Ouverte au printemps 2021, la Bourse de Commerce - Pinault Collection est un nouveau musée d'art contemporain situé à proximité des Halles dans le 1er arrondissement. Cette belle bâtisse circulaire, dont l'architecture a été restaurée et transformée, est le lieu d'un dialogue inédit entre patrimoine et art contemporain. C'est là, en plein coeur de Paris, qu'un large programme d'expositions et d'événements propose un point de vue sur la collection d'oeuvres contemporaines que François Pinault constitue depuis près de cinquante ans. Un ensemble exceptionnel de plus de 10 000 oeuvres, peintures, sculptures, vidéos, photographies, oeuvres sonores, installations et performances, de près de 380 artistes originaires du monde entier.
Depuis février 2023 et jusqu'au mois de septembre prochain, la Bourse de Commerce - Pinault Collection propose une nouvelle saison d'expositions nommée "Avant l'orage". Elle s'est ouverte avec une installation monumentale et inédite de l'artiste danois Danh Vo, spécialement créée pour la Rotonde. Depuis fin mai, elle est réactivée par l'exposition dédiée à l'artiste britannique Tacita Dean, dans la Rotonde et la Galerie 2.

[Enregistrements de données]
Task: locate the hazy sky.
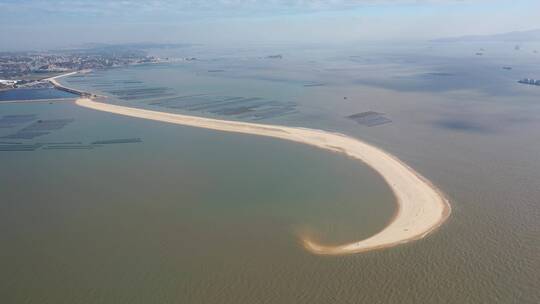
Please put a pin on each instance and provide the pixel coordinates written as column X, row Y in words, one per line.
column 31, row 24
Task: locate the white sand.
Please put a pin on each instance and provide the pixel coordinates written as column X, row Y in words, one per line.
column 421, row 206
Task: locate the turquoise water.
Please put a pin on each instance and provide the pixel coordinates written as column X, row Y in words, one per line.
column 30, row 94
column 186, row 215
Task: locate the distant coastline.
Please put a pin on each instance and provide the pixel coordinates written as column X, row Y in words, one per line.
column 421, row 207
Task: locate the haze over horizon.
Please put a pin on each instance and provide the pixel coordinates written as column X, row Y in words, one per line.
column 32, row 24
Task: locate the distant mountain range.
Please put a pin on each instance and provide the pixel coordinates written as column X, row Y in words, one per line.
column 518, row 36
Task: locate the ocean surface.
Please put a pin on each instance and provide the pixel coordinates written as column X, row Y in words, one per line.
column 31, row 94
column 196, row 216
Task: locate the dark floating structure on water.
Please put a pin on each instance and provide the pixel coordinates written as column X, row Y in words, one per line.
column 530, row 81
column 68, row 145
column 36, row 129
column 19, row 147
column 47, row 125
column 9, row 121
column 117, row 141
column 370, row 118
column 252, row 108
column 25, row 135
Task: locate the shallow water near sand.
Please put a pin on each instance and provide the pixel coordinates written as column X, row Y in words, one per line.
column 205, row 217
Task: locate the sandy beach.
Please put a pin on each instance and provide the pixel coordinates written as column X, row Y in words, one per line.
column 421, row 207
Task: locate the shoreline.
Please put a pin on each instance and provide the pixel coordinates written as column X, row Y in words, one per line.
column 421, row 207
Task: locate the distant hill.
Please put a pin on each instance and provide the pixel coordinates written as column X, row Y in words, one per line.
column 518, row 36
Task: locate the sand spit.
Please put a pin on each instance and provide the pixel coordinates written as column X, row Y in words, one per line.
column 421, row 206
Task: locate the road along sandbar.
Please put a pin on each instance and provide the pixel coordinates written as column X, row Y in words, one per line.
column 421, row 207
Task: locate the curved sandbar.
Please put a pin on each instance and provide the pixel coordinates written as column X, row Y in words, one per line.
column 421, row 206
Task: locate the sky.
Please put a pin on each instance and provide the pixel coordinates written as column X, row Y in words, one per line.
column 39, row 24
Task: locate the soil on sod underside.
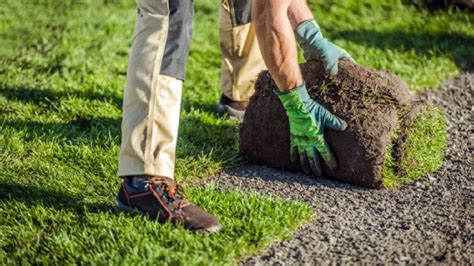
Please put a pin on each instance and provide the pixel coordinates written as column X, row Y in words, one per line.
column 374, row 103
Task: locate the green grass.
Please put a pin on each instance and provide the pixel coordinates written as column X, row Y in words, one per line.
column 50, row 225
column 423, row 151
column 62, row 74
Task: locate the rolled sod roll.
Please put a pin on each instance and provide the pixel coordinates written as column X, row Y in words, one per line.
column 377, row 107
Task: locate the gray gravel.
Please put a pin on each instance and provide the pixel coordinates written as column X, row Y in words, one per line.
column 425, row 223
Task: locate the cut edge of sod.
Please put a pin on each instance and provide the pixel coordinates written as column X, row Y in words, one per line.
column 423, row 148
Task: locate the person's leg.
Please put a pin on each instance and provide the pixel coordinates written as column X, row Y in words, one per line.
column 151, row 115
column 241, row 57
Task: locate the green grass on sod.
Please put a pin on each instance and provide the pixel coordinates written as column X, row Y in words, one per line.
column 423, row 149
column 62, row 74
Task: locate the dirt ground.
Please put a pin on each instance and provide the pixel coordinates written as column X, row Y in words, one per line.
column 428, row 222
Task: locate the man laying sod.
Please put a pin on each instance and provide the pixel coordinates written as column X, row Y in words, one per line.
column 153, row 96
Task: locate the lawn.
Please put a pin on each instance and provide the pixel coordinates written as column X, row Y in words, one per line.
column 62, row 73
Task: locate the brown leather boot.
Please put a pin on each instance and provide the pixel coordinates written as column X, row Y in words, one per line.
column 162, row 199
column 232, row 108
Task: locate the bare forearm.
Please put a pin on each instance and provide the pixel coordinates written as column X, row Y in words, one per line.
column 298, row 11
column 277, row 42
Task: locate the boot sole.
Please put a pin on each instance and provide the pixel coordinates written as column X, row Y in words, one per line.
column 125, row 208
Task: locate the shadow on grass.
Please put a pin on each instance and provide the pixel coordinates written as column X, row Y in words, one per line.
column 47, row 97
column 59, row 200
column 460, row 48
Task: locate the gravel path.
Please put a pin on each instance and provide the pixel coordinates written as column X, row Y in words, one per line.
column 428, row 222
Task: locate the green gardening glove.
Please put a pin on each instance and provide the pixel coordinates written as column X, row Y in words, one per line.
column 315, row 46
column 307, row 121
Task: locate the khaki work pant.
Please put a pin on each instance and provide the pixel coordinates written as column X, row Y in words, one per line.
column 241, row 57
column 156, row 70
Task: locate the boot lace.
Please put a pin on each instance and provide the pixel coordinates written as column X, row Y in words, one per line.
column 173, row 191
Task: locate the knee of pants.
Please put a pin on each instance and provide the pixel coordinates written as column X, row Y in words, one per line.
column 240, row 11
column 178, row 38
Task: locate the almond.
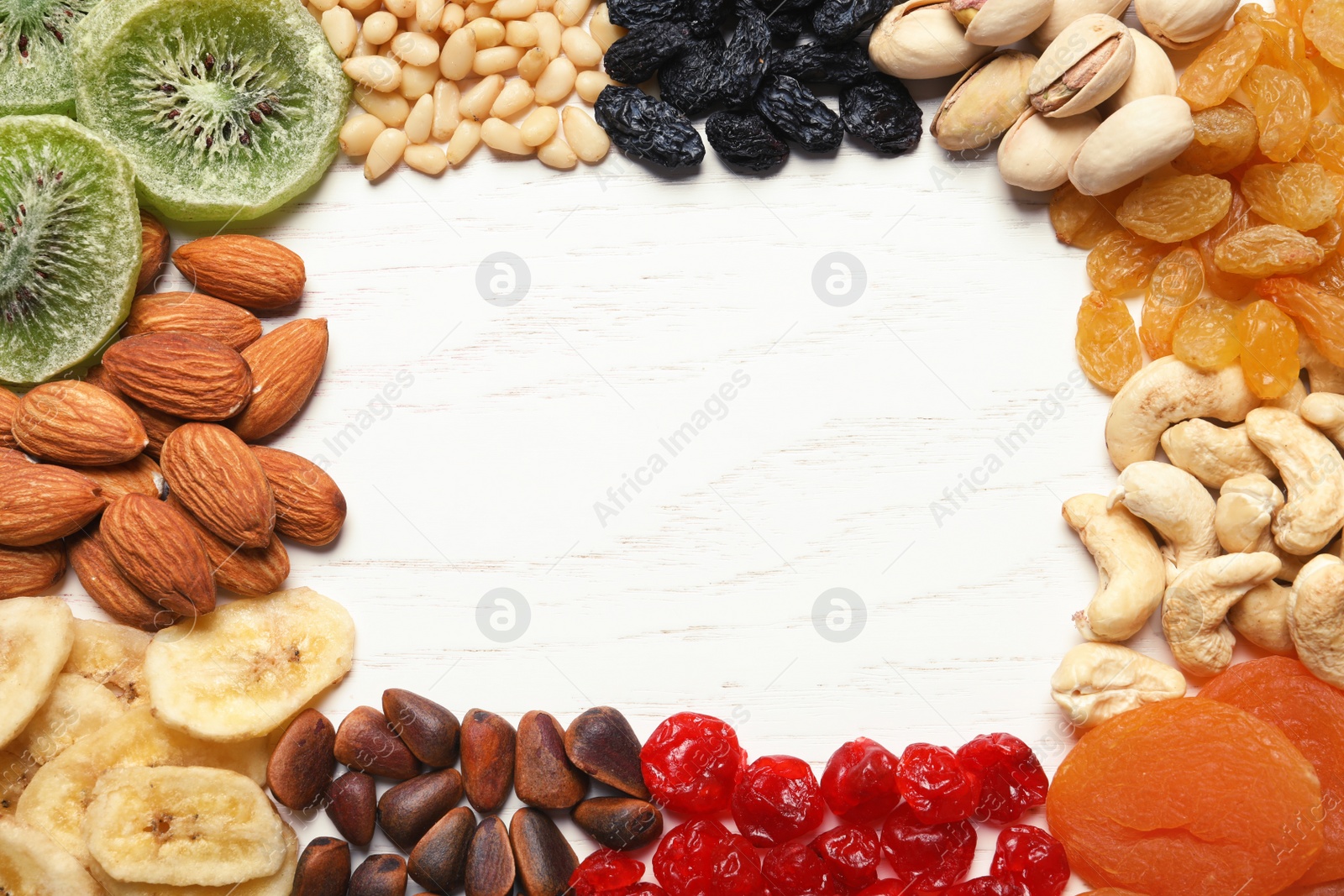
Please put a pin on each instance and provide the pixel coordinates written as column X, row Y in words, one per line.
column 245, row 270
column 309, row 506
column 286, row 365
column 42, row 503
column 111, row 590
column 155, row 547
column 29, row 571
column 221, row 483
column 181, row 374
column 71, row 422
column 194, row 313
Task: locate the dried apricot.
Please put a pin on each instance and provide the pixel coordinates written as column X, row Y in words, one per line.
column 1176, row 284
column 1187, row 799
column 1173, row 210
column 1283, row 110
column 1106, row 343
column 1310, row 712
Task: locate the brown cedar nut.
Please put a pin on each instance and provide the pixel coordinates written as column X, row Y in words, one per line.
column 543, row 775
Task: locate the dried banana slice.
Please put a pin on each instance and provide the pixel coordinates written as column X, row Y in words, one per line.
column 35, row 638
column 248, row 668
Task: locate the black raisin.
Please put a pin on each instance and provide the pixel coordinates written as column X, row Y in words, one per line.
column 799, row 114
column 880, row 112
column 745, row 139
column 638, row 56
column 691, row 81
column 819, row 63
column 648, row 128
column 840, row 20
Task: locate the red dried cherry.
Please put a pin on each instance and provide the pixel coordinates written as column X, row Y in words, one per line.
column 1032, row 857
column 936, row 785
column 692, row 763
column 850, row 853
column 860, row 781
column 927, row 857
column 776, row 799
column 1011, row 778
column 604, row 871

EXERCICES À FAIRE >>
**1)** Répondez aux questions suivantes à partir du texte sur la Bourse de Commerce.
(a) À quelle saison et en quelle année le musée a-t-il ouvert ?
(b) Combien d'artistes environ sont représentés dans la collection ?
(c) De quelle nationalité est Tacita Dean ?
**2)** Transformez en liste le paragraphe du texte sur la Bourse de Commerce qui commence par « Depuis février 2023 », sans en perdre les faits principaux.

RÉPONSES PAR EXERCICE >>
**1)**
(a) Au printemps 2021.
(b) Près de 380 artistes.
(c) Britannique.

**2)**
- Saison d'expositions « Avant l'orage » : de février 2023 à septembre prochain.
- Ouverture : installation monumentale et inédite de l'artiste danois Danh Vo, créée pour la Rotonde.
- Depuis fin mai : exposition consacrée à l'artiste britannique Tacita Dean, dans la Rotonde et la Galerie 2.